Give every line of the entries below as a numbered list. Skip blank lines and leave out the pictures.

::::::

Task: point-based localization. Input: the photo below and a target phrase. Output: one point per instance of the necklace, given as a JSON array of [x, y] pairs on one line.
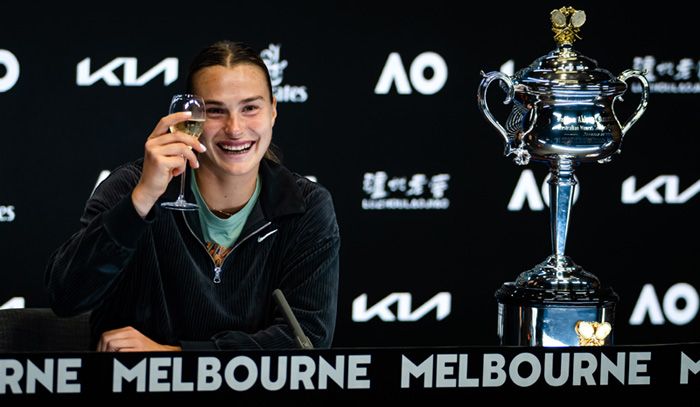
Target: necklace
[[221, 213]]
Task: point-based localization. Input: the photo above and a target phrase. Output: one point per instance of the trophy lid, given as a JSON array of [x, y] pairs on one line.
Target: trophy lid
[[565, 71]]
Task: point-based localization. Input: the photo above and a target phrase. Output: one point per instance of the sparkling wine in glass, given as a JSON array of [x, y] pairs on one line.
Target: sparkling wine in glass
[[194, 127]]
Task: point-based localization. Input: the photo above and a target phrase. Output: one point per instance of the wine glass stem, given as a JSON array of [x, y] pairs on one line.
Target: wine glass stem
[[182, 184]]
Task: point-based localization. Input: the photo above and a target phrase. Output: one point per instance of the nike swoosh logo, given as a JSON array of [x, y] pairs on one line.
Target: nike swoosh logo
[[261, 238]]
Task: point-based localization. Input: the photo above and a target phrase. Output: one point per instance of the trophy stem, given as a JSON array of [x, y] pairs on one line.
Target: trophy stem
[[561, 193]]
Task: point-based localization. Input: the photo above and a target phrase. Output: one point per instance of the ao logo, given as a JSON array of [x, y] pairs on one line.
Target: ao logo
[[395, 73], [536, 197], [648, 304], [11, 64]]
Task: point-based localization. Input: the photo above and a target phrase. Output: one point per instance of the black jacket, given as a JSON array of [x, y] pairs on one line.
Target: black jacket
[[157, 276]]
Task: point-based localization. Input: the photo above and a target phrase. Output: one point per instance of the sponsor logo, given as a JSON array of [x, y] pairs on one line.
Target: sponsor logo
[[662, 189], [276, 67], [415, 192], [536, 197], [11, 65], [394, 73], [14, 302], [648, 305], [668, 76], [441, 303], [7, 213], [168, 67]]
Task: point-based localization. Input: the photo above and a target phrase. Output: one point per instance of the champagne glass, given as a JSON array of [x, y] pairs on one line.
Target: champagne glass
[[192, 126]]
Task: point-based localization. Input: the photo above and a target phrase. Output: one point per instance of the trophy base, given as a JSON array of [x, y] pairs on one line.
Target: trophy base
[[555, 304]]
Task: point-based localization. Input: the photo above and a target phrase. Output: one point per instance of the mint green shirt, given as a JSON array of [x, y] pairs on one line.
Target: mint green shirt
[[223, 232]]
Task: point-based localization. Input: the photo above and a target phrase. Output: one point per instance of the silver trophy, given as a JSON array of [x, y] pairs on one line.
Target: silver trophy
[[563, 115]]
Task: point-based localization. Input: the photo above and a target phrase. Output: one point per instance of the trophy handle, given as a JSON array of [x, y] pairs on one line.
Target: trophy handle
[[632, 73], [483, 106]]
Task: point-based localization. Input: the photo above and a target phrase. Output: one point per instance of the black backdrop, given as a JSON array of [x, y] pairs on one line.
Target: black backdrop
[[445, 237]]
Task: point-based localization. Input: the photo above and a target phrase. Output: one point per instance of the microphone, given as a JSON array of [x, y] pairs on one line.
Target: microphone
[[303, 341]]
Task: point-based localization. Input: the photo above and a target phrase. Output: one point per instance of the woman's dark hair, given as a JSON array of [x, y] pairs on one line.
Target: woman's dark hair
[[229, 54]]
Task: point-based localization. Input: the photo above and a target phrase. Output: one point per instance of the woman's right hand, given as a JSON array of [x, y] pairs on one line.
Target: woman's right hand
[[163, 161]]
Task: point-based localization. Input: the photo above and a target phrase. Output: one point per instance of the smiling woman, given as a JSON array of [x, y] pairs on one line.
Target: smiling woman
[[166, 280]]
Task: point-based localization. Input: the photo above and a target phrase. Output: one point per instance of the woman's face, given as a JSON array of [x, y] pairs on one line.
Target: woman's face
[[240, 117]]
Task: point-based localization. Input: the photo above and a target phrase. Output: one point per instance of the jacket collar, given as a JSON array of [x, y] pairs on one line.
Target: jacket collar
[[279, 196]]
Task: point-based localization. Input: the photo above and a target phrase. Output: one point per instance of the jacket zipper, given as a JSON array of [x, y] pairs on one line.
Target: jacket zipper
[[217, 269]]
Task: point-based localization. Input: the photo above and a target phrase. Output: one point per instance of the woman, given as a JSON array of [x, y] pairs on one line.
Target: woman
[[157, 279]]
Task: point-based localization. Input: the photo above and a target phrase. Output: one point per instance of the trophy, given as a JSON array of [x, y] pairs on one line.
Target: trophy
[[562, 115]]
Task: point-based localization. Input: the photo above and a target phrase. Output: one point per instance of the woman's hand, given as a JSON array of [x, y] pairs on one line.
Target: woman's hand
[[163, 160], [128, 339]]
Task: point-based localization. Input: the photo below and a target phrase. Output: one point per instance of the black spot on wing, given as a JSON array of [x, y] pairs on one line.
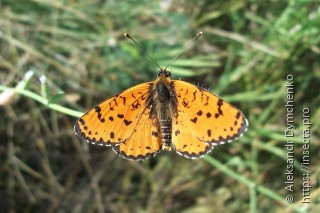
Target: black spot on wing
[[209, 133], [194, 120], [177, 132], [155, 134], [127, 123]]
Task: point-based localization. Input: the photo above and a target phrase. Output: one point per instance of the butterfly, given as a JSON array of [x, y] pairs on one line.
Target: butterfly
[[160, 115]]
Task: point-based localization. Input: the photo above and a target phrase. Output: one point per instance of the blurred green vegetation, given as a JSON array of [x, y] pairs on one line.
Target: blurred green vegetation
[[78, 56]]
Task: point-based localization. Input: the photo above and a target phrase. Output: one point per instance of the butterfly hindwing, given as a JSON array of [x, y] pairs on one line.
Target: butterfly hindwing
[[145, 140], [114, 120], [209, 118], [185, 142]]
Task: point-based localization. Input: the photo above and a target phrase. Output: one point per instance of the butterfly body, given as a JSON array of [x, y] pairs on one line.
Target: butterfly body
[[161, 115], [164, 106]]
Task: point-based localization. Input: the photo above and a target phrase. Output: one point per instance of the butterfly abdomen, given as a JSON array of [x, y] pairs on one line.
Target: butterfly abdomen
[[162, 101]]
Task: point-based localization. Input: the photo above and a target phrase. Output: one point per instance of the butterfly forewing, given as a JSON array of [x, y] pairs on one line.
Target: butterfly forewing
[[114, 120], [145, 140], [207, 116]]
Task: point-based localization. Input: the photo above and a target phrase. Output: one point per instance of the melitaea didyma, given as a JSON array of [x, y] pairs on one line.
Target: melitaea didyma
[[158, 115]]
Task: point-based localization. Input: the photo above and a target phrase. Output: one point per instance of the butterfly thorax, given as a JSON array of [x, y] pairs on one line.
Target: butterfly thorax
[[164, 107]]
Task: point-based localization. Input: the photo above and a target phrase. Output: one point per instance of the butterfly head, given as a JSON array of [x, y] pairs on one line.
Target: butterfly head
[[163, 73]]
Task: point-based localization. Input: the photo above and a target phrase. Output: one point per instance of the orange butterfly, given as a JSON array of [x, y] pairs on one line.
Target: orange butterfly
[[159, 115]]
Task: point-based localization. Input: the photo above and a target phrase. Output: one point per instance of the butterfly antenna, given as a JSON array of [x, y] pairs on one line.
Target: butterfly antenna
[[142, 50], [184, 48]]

::::::

- **RESPONSE TO THIS EXERCISE**
1. Task: point-based localization. Input: the photo below and a target phrase. Output: one point per instance of the necklace, given as a JSON array of [x, y] pairs on one line.
2. Target: necklace
3. [[221, 213]]
4. Task: point-based localization. Input: the photo above and a target phrase. Output: one point per instance of the trophy lid, given as a JSON array of [x, y] pairs on one line.
5. Target: trophy lid
6. [[565, 71]]
7. Task: point-based localization. Input: the photo above and a target phrase. Output: one point per instance of the sparkling wine in glass, given as a JSON array of [x, y] pairs on one line.
8. Target: sparkling wine in glass
9. [[194, 127]]
10. Task: point-based localization. Input: the photo above and a target phrase. Output: one point per instance of the wine glass stem, given as a JSON array of [x, y] pairs on one line.
11. Target: wine glass stem
12. [[182, 184]]
13. Task: point-based localization. Input: the photo above and a target phrase. Output: one point per instance of the nike swoosh logo, given as a JSON array of [x, y] pairs on one line.
14. Target: nike swoosh logo
15. [[261, 238]]
16. Task: point-based localization. Input: the photo above and a target phrase. Output: one point per instance of the trophy stem, given as a JSON array of [x, y] pairs on one line.
17. Target: trophy stem
18. [[561, 193]]
19. Task: point-based localization. Input: the photo above and a target phrase. Output: one point per instance of the ao logo, given as a JSON array of [x, y] pairs on one line.
20. Target: ao logo
21. [[395, 73], [536, 197], [648, 304], [11, 64]]
22. Task: point-based localization. Input: the photo above and a target phrase. Output: one point per instance of the black jacket, given as a JSON array of [x, y] pairs on one line.
23. Target: black jacket
24. [[157, 276]]
25. Task: point-based localization. Input: the photo above and a target phrase. Output: one point per instance of the sponsor logo, given as a JSON array of [x, y] pairs on one line.
26. Target: sponsor logo
27. [[662, 189], [276, 67], [415, 192], [536, 197], [11, 65], [394, 73], [14, 302], [648, 305], [668, 76], [441, 303], [7, 213], [168, 67]]
28. Task: point-based localization. Input: the photo above and a target phrase. Output: one point per instance of the champagne glass, given as a JSON array of [x, y] pairs on one line.
29. Target: champagne glass
30. [[192, 126]]
31. Task: point-based localization. Input: the photo above and a target phrase. Output: one point per instance of the trophy base, given as a JSON array of [x, y] pairs on one line.
32. Target: trophy base
33. [[555, 304]]
34. Task: point-based localization. Input: the photo above and a target phrase. Output: one point per instance of the mint green shirt, given as a JSON array of [x, y] pairs on one line.
35. Target: mint green shirt
36. [[223, 232]]
37. Task: point-based localization. Input: the photo above and a target phrase. Output: one point per instance of the silver trophy, given as a JSON array of [x, y] pairs on one line.
38. Target: silver trophy
39. [[563, 115]]
40. Task: point-based localization. Input: the photo above and a target phrase. Output: one point per instance of the trophy handle, given as a JSON array of [x, y] pairs on one line.
41. Target: trophy handle
42. [[632, 73], [483, 106]]
43. Task: point-based localization. Input: the photo above and a target phrase. Output: one point per instance of the black backdrop, given as a JSON array of [x, y] pairs on one line.
44. Target: black backdrop
45. [[445, 237]]
46. Task: point-based localization. Input: the photo above and a target phrase. Output: one point per instance of the microphone, given as a JSON array of [x, y] pairs on one line.
47. Target: microphone
48. [[303, 341]]
49. Task: point-based localization. Input: the photo above and a target phrase. Output: one point per instance of the woman's dark hair, given as a JSON array of [x, y] pairs on one line.
50. Target: woman's dark hair
51. [[229, 54]]
52. Task: point-based localization. Input: the photo above and a target phrase. Output: one point per instance of the woman's right hand, given as a JSON array of [x, y] pairs on one line.
53. Target: woman's right hand
54. [[163, 161]]
55. Task: point-based localization. Input: the photo above and a target phrase. Output: one point per instance of the smiling woman, given as a JSON array of [x, y] pairs on one line.
56. Target: smiling woman
57. [[166, 280]]
58. Task: point-based localization. Input: the photo above and a target phrase. Output: one point per instance of the woman's face, given as a JSON array of [x, y] pairs on one line.
59. Target: woman's face
60. [[240, 117]]
61. Task: point-based localization. Input: the photo above and a target phrase. Output: one point per instance of the jacket collar, given as a JSON array of [x, y] pairs on one line.
62. Target: jacket collar
63. [[279, 196]]
64. Task: point-based localization. Input: the photo above and a target phrase. Output: one point per instance of the jacket zipper, given as a JSON array of [x, y] pairs on one line.
65. Target: jacket zipper
66. [[217, 269]]
67. Task: point-based localization. Input: the photo above and a target phrase. Output: one point per instance of the woman, given as a JSON array of [x, y] pairs on one line.
68. Target: woman
69. [[157, 279]]
70. Task: point-based localization. Input: the photo above and a target phrase. Output: one point per instance of the trophy, given as a JSON array of [x, y] pairs on one line.
71. Target: trophy
72. [[562, 115]]
73. Task: point-based localization. Input: the photo above and a target phrase. Output: one point per instance of the woman's hand, given as a JSON array of [x, y] pairs on one line.
74. Target: woman's hand
75. [[163, 160], [128, 339]]
76. Task: point-based localization. Input: the photo below and a target phrase. Output: one point per instance of the black spot on wing, given as a JSON array of [x, y] pairs on one line.
77. Target: black spot on wing
78. [[209, 133], [194, 120], [177, 132], [155, 134], [127, 123]]
79. Task: point-based localization. Input: the photo above and a target phrase. Output: one point per instance of the butterfly, given as a JSON array of [x, y] pairs on one line.
80. Target: butterfly
81. [[160, 115]]
82. Task: point-based localization. Input: the photo above and a target phrase. Output: one point per instance of the blurred green vegetation, given as a JSON array of [x, y] pairs on one line.
83. Target: blurred green vegetation
84. [[78, 56]]
85. Task: point-based localization. Input: the photo above and a target phrase. Output: one point per instance of the butterfly hindwing, given as a JSON array of [x, y] pairs on one line.
86. Target: butterfly hindwing
87. [[145, 140], [114, 120], [209, 118], [185, 142]]
88. Task: point-based localization. Input: the photo above and a target phrase. Output: one point per instance of the butterfly body, given as a JSON array of [x, y] pairs on one line.
89. Target: butterfly body
90. [[161, 115], [164, 106]]
91. Task: point-based localization. Input: the photo above and a target phrase. Output: one point per instance of the butterfly abdomen, given as a JSON array of [x, y] pairs on one line.
92. Target: butterfly abdomen
93. [[162, 101]]
94. Task: point-based localization. Input: the photo above and a target phrase. Output: one point per instance of the butterfly forewing, given as a JSON array of [x, y] pairs on one line.
95. Target: butterfly forewing
96. [[114, 120], [145, 140], [207, 116]]
97. Task: point-based localization. Input: the photo above and a target phrase. Output: one point per instance of the melitaea didyma, given as a JSON array of [x, y] pairs on one line.
98. Target: melitaea didyma
99. [[158, 115]]
100. Task: point-based localization. Input: the photo above and a target phrase. Output: one point per instance of the butterfly thorax, given as a JSON array of [x, y] pairs on one line.
101. Target: butterfly thorax
102. [[164, 107]]
103. Task: point-based localization. Input: the photo above and a target phrase. Output: one point per instance of the butterfly head, given as a JSON array of [x, y] pairs on one line.
104. Target: butterfly head
105. [[163, 73]]
106. Task: point-based localization. Input: the photo above and a target phrase. Output: one point per instance of the orange butterfly, given as a JSON array of [x, y] pairs on one line.
107. Target: orange butterfly
108. [[159, 115]]
109. Task: point-based localization. Input: the photo above and a target phrase. Output: one point per instance of the butterfly antenna, given as a JSON array of [x, y] pairs on one line.
110. Target: butterfly antenna
111. [[142, 50], [184, 48]]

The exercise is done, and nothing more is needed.